▶ **What is required**
State how many lines of the data below contain the word "horse". Reply with the number alone.

--------------------

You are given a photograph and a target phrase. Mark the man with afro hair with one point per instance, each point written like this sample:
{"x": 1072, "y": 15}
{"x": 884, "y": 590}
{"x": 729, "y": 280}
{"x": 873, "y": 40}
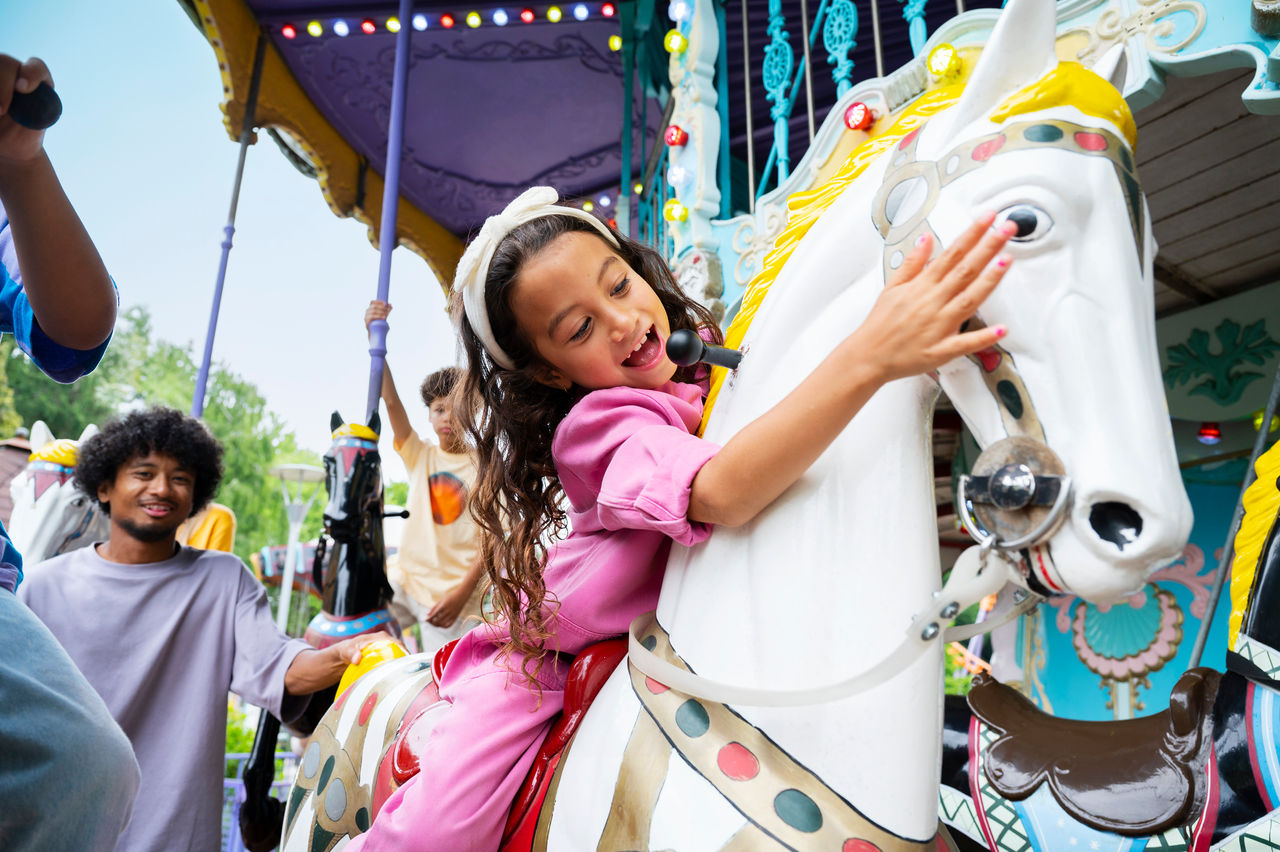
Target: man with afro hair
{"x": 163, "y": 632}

--------------------

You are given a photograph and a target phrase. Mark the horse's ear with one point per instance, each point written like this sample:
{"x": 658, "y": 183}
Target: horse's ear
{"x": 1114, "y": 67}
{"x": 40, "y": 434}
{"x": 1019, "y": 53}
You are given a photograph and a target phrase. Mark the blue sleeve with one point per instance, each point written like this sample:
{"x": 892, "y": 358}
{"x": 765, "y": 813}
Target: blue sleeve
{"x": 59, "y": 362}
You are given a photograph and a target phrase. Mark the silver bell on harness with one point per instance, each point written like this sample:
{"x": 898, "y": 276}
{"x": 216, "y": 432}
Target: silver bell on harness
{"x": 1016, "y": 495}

--------------------

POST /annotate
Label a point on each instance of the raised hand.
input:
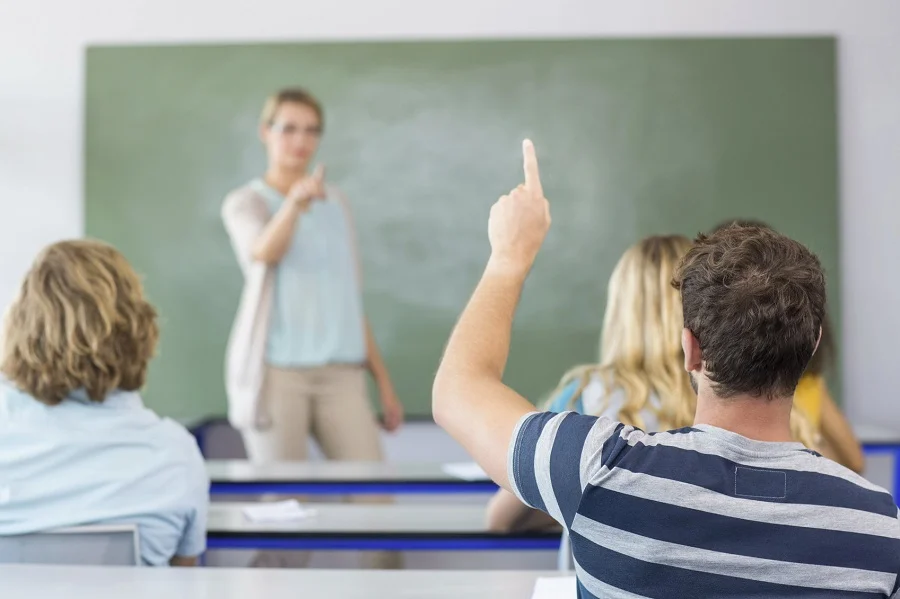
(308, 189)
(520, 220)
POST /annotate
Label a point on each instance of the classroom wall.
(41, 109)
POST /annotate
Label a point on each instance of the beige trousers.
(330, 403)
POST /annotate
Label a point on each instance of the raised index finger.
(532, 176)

--------------------

▶ **Full response**
2